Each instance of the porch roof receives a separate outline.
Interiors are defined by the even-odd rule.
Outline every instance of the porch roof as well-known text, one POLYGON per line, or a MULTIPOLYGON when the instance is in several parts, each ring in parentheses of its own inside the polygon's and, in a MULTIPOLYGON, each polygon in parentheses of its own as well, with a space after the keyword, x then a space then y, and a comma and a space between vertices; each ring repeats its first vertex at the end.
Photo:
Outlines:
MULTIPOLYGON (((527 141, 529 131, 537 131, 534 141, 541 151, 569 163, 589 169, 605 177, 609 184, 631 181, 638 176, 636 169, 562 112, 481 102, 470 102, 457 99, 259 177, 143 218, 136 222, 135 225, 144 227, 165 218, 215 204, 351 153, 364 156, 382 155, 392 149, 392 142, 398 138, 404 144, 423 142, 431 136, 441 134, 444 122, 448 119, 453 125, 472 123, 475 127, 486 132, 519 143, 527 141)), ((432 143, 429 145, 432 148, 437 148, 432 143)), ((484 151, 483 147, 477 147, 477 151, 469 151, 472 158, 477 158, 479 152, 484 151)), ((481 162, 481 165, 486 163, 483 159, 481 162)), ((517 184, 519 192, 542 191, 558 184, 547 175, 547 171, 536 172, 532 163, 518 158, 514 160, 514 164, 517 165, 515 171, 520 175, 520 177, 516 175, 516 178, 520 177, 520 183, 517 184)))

----------------

## Goal of the exercise
Please restate the data word for word, every record included.

## Task output
Each instance of the porch roof receives a separate outline.
Interiors are defined by the even-odd rule.
Outline every instance of the porch roof as well-known text, one POLYGON per line, or a MULTIPOLYGON when the instance is in several parts, each ring in parentheses of its own inside the polygon's and, in a MULTIPOLYGON, each polygon in parentheses of its own as well, with a space after the keyword, x then a space then y, and a comma and a space between vertices; each ring repeats its first vertex at the end.
Photo:
Outlines:
MULTIPOLYGON (((527 141, 529 131, 537 131, 534 141, 541 151, 569 163, 589 169, 605 177, 609 184, 631 181, 638 176, 636 169, 562 112, 481 102, 470 102, 457 99, 259 177, 143 218, 136 222, 135 225, 144 227, 165 218, 215 204, 351 153, 364 156, 382 155, 392 149, 392 142, 398 138, 404 144, 423 142, 431 136, 441 134, 444 122, 448 119, 453 125, 472 123, 475 127, 486 132, 519 143, 527 141)), ((432 143, 429 145, 432 148, 437 148, 432 143)), ((484 151, 483 147, 477 147, 477 151, 469 151, 472 158, 477 158, 479 152, 484 151)), ((481 162, 481 165, 486 163, 483 159, 481 162)), ((517 184, 519 192, 542 191, 558 184, 547 175, 547 171, 536 172, 532 163, 518 158, 514 160, 514 164, 517 165, 515 171, 520 175, 520 177, 516 175, 516 178, 520 177, 520 183, 517 184)))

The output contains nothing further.